> What is expected: Look for "flat" in every line of the listing. Copy the lines that have it.

[[ The data, beginning ]]

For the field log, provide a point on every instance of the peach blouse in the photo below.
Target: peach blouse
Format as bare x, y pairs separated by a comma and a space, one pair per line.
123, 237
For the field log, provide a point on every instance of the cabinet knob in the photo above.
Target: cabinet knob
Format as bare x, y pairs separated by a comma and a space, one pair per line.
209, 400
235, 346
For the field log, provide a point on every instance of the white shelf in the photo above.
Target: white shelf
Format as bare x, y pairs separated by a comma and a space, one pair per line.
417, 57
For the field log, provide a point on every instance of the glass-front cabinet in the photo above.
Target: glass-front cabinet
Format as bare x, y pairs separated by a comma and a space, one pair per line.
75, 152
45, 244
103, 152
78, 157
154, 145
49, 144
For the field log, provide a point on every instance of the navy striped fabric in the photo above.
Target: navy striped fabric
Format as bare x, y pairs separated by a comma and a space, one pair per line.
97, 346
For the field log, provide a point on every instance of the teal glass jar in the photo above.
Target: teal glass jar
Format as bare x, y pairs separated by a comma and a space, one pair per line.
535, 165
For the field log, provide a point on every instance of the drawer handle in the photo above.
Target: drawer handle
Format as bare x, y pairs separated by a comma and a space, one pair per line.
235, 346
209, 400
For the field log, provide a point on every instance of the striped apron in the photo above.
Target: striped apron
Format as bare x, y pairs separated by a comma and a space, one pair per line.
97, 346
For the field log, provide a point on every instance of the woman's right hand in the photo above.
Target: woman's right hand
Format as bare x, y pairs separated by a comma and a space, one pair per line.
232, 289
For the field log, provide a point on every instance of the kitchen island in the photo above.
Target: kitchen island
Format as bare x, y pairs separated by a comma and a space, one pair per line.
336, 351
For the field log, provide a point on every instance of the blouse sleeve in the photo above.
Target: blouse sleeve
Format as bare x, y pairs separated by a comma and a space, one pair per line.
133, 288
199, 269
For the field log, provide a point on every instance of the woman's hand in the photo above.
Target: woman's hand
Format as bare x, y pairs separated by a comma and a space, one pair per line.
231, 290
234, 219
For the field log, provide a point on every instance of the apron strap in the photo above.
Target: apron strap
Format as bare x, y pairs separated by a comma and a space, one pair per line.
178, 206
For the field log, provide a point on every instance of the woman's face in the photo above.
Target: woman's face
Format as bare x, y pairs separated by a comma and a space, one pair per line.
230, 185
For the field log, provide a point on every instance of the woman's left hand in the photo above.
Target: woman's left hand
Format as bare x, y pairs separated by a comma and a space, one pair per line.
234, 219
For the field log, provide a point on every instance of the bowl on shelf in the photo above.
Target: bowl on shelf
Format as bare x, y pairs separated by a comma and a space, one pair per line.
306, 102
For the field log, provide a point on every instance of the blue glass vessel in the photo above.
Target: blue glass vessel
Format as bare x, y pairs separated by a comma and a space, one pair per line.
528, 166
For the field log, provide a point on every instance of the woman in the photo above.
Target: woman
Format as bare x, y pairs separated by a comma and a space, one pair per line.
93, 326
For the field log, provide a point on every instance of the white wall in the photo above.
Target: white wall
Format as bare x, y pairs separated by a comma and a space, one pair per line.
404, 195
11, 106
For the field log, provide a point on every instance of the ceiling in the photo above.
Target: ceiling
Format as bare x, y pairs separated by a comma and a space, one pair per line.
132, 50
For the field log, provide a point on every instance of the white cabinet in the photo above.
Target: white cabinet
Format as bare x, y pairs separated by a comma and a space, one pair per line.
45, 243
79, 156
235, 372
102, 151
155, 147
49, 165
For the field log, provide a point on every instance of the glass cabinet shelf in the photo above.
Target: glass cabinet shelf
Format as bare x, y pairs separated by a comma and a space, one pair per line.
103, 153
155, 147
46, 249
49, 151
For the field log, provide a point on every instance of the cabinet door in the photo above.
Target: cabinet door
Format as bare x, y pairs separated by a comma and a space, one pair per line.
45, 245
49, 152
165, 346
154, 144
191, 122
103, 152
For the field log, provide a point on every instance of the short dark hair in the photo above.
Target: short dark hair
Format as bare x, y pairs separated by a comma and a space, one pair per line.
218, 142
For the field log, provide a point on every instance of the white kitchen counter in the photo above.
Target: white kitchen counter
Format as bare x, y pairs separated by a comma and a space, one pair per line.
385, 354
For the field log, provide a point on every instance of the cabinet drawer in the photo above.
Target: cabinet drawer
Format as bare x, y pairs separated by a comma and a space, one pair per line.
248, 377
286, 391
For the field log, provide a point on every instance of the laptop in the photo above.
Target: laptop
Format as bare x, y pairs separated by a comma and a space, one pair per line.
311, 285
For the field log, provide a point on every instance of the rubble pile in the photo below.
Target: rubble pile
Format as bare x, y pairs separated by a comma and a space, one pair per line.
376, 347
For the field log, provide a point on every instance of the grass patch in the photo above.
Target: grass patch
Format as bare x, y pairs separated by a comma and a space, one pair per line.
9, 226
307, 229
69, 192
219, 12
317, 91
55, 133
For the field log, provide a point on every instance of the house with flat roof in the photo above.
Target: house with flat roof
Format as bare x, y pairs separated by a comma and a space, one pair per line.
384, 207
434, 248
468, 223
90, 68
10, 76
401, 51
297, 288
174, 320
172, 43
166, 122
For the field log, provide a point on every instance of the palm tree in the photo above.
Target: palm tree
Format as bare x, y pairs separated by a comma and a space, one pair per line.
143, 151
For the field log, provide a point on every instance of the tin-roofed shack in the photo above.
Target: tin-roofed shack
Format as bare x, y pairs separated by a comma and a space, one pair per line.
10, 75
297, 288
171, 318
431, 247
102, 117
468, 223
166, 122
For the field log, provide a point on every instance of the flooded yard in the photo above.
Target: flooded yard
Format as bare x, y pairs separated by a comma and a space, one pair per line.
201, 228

[[ The data, end ]]

> Solution:
For the field log, provide a point on every instance of the house with flat roof in the photo above.
Target: house with flat roof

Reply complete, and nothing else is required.